→ **FRAGMENT TEKSTU**:
Już dziś wybory uzupełniające w kilkudziesięciu polskich gminach

Już dziś wybory uzupełniające w kilkudziesięciu polskich gminach

Urna wyborcza, zdjęcie ilustracyjne
Urna wyborcza, zdjęcie ilustracyjne Źródło: Fotolia / Christian Schwier
W niedzielę 26 kwietnia w 26 polskich gminach odbędą się wybory uzupełniające a także 2 referenda w sprawie odwołania burmistrzów. PKW zapewnia, że wszystkie zasady dotyczące bezpieczeństwa sanitarnego zostaną zachowane.

Początkowo wybory te miały się odbyć 5 kwietnia, potem 19 kwietnia, a według ostatniej decyzji szefa rządu w najbliższą niedzielę - 26 kwietnia. Będą to wybory w formie tradycyjnej, aby oddać głos należy udać się do lokalu wyborczego. Swoich przedstawicieli do Rady Gminy wybiorą m.in. mieszkańcy Legnickiego Pola, Terespola, Józefowa, Aleksandrowa, Ciechocinka, Zwolenia oraz Krościenka. Również w niedzielę odbędą się dwa referenda gminne w sprawie odwołania burmistrzów Pieniężna oraz Tuczna przed upływem kadencji.

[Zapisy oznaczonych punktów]

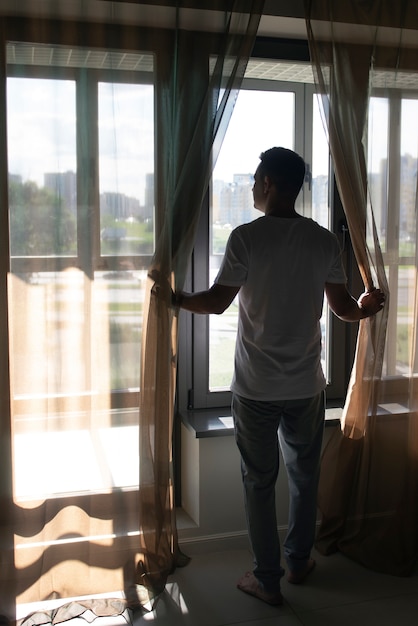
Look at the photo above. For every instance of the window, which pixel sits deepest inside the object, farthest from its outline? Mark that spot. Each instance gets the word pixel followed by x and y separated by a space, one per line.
pixel 271 109
pixel 80 126
pixel 393 157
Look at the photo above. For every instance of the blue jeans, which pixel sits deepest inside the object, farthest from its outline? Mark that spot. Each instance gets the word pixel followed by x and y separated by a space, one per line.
pixel 260 427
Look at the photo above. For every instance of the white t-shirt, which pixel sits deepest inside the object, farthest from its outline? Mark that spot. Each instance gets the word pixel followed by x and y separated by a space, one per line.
pixel 282 265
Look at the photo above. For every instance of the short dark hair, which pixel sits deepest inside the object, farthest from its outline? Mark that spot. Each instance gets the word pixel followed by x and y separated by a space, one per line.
pixel 285 167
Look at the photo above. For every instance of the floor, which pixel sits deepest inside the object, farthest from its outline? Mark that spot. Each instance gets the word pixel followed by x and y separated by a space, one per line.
pixel 337 593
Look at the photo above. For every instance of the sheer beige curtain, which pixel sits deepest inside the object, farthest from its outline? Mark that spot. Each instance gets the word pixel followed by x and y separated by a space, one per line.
pixel 365 64
pixel 89 106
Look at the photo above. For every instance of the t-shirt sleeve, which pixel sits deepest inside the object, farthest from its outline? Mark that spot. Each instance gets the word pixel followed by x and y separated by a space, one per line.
pixel 234 267
pixel 336 272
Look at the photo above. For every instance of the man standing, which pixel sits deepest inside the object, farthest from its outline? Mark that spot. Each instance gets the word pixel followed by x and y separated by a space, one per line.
pixel 281 265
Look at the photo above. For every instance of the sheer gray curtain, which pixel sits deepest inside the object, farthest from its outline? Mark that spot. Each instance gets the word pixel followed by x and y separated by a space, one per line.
pixel 368 493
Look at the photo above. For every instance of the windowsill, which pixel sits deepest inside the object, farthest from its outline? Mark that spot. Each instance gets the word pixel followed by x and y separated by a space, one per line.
pixel 217 422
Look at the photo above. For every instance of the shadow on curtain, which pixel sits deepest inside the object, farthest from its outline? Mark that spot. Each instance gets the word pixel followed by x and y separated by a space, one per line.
pixel 364 56
pixel 89 539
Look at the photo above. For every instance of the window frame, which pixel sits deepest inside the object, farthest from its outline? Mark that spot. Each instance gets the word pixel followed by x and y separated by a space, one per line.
pixel 89 258
pixel 194 393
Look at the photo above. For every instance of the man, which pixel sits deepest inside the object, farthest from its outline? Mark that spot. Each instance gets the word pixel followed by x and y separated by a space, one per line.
pixel 280 264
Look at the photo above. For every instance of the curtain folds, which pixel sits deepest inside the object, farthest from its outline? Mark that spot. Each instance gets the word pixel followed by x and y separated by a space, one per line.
pixel 193 118
pixel 73 520
pixel 369 488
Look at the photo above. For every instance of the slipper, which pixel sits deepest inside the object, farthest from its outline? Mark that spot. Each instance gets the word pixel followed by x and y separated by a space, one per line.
pixel 297 579
pixel 249 584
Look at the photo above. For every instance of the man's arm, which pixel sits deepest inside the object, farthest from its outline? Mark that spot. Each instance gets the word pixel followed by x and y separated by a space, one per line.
pixel 348 308
pixel 214 300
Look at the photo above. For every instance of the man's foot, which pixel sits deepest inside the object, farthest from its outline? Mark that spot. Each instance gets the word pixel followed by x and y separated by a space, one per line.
pixel 297 579
pixel 249 584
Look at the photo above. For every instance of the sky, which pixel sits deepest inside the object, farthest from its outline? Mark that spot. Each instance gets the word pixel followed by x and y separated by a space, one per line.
pixel 41 132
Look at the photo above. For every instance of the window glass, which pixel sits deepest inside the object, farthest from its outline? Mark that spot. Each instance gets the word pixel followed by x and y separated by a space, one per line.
pixel 126 169
pixel 261 120
pixel 41 133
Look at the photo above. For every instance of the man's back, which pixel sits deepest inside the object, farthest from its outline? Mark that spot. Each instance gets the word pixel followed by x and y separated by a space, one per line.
pixel 282 265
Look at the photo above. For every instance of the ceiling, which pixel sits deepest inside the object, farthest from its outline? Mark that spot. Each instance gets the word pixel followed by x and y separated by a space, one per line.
pixel 208 16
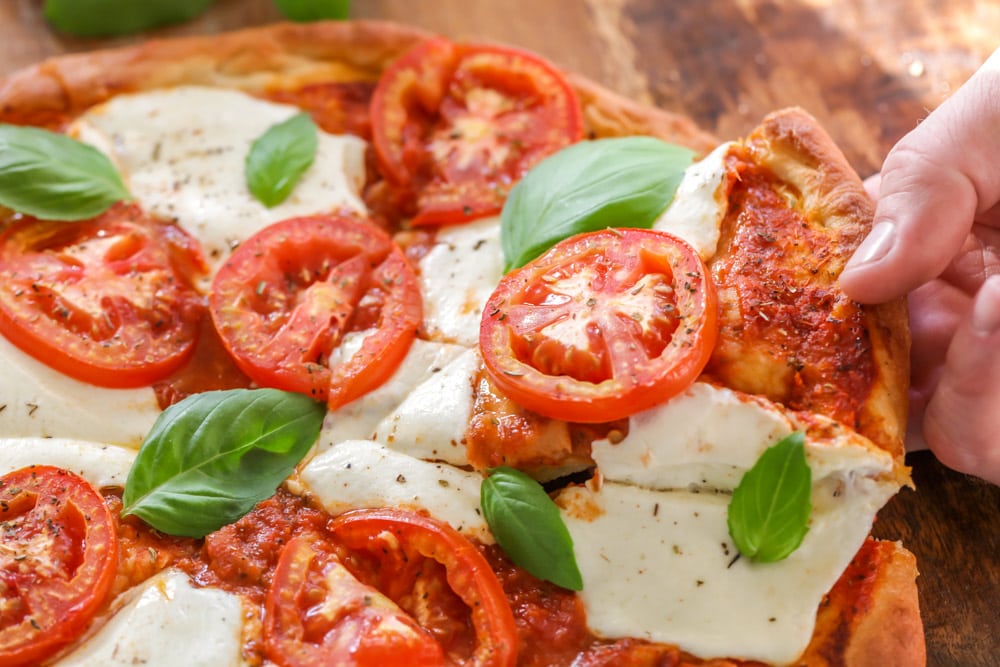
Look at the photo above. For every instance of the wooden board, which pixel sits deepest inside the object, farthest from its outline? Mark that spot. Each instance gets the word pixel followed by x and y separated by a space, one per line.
pixel 868 69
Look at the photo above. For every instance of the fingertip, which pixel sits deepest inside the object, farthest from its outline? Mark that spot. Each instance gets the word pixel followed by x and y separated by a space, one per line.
pixel 963 416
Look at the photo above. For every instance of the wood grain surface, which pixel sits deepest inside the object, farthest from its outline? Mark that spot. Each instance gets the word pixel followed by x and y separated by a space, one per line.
pixel 868 69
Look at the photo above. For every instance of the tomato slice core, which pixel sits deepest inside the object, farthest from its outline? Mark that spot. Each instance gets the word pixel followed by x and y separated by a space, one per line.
pixel 291 298
pixel 400 540
pixel 109 301
pixel 58 559
pixel 317 614
pixel 460 124
pixel 601 326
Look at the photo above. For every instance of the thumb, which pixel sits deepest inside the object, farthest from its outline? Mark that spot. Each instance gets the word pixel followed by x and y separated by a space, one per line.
pixel 963 415
pixel 933 183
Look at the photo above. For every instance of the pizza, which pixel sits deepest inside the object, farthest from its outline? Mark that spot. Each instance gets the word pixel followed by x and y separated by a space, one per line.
pixel 380 348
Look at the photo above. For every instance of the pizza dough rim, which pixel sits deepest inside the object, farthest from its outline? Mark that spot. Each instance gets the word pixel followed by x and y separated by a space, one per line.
pixel 793 144
pixel 288 55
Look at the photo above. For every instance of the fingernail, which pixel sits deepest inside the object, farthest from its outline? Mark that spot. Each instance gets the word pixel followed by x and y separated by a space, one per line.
pixel 986 308
pixel 875 246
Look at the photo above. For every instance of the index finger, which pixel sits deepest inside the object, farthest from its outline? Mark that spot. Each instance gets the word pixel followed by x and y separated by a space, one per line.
pixel 933 184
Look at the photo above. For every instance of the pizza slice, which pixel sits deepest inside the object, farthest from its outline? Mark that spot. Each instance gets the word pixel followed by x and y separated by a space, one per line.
pixel 376 548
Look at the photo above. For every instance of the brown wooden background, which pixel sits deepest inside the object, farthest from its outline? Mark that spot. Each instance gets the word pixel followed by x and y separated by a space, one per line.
pixel 868 69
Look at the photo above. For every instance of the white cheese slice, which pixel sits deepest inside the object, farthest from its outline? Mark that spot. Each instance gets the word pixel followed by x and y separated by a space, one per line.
pixel 431 423
pixel 167 622
pixel 457 276
pixel 659 565
pixel 653 542
pixel 363 474
pixel 36 400
pixel 100 464
pixel 708 436
pixel 358 419
pixel 699 205
pixel 181 152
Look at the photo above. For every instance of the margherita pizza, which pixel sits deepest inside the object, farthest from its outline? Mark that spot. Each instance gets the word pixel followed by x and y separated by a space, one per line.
pixel 344 344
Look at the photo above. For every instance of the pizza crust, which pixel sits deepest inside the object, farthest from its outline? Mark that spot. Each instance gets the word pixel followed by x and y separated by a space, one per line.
pixel 796 148
pixel 283 56
pixel 289 55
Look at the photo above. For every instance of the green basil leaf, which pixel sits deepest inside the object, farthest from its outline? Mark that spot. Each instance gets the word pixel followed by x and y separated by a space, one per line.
pixel 528 527
pixel 103 18
pixel 769 512
pixel 51 176
pixel 314 10
pixel 210 458
pixel 624 182
pixel 279 157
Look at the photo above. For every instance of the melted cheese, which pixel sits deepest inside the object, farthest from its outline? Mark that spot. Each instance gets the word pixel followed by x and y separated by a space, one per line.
pixel 181 152
pixel 653 543
pixel 457 276
pixel 361 473
pixel 661 566
pixel 167 622
pixel 359 419
pixel 100 464
pixel 39 401
pixel 431 423
pixel 699 205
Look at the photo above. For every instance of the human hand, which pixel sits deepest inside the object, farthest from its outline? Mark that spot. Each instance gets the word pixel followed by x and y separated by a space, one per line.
pixel 936 236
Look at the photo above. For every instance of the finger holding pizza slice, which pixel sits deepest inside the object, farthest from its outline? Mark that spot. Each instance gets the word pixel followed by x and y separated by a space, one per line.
pixel 478 300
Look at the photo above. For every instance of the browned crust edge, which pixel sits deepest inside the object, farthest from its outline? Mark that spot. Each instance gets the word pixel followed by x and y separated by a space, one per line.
pixel 793 144
pixel 891 634
pixel 288 55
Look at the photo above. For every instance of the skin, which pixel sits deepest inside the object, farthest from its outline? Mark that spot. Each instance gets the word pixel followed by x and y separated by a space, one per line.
pixel 936 237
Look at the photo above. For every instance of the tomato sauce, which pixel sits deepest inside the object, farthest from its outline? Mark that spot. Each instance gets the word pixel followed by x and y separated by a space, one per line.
pixel 776 273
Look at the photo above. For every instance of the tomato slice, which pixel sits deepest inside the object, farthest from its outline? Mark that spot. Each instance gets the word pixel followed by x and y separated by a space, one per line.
pixel 58 559
pixel 287 297
pixel 402 543
pixel 109 301
pixel 318 614
pixel 460 124
pixel 601 326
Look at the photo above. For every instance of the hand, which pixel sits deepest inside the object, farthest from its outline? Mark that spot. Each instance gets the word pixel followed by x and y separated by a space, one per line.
pixel 936 236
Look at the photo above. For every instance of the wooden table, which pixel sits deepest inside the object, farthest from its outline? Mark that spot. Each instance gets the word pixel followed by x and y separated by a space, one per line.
pixel 868 69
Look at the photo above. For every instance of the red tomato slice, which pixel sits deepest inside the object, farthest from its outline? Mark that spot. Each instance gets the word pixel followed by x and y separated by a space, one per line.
pixel 398 539
pixel 460 124
pixel 318 614
pixel 58 559
pixel 288 295
pixel 109 301
pixel 601 326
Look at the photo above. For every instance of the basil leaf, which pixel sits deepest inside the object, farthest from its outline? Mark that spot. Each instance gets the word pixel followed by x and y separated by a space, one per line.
pixel 102 18
pixel 528 527
pixel 624 182
pixel 51 176
pixel 279 157
pixel 210 458
pixel 769 512
pixel 313 10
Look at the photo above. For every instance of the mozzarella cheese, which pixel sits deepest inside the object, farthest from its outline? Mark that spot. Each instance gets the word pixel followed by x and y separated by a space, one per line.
pixel 457 276
pixel 100 464
pixel 661 566
pixel 36 400
pixel 431 422
pixel 359 418
pixel 166 621
pixel 699 205
pixel 181 152
pixel 361 473
pixel 653 545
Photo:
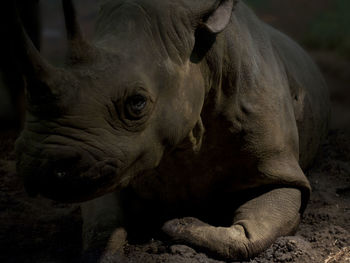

→ **ZADANIE DO WYKONANIA**:
Przepisz słowo w słowo cały zamieszczony powyżej tekst o wyborach uzupełniających w polskich gminach.

→ **ODPOWIEDŹ NA ZADANIE**:
Już dziś wybory uzupełniające w kilkudziesięciu polskich gminach

Już dziś wybory uzupełniające w kilkudziesięciu polskich gminach

Urna wyborcza, zdjęcie ilustracyjne
Urna wyborcza, zdjęcie ilustracyjne Źródło: Fotolia / Christian Schwier
W niedzielę 26 kwietnia w 26 polskich gminach odbędą się wybory uzupełniające a także 2 referenda w sprawie odwołania burmistrzów. PKW zapewnia, że wszystkie zasady dotyczące bezpieczeństwa sanitarnego zostaną zachowane.

Początkowo wybory te miały się odbyć 5 kwietnia, potem 19 kwietnia, a według ostatniej decyzji szefa rządu w najbliższą niedzielę - 26 kwietnia. Będą to wybory w formie tradycyjnej, aby oddać głos należy udać się do lokalu wyborczego. Swoich przedstawicieli do Rady Gminy wybiorą m.in. mieszkańcy Legnickiego Pola, Terespola, Józefowa, Aleksandrowa, Ciechocinka, Zwolenia oraz Krościenka. Również w niedzielę odbędą się dwa referenda gminne w sprawie odwołania burmistrzów Pieniężna oraz Tuczna przed upływem kadencji.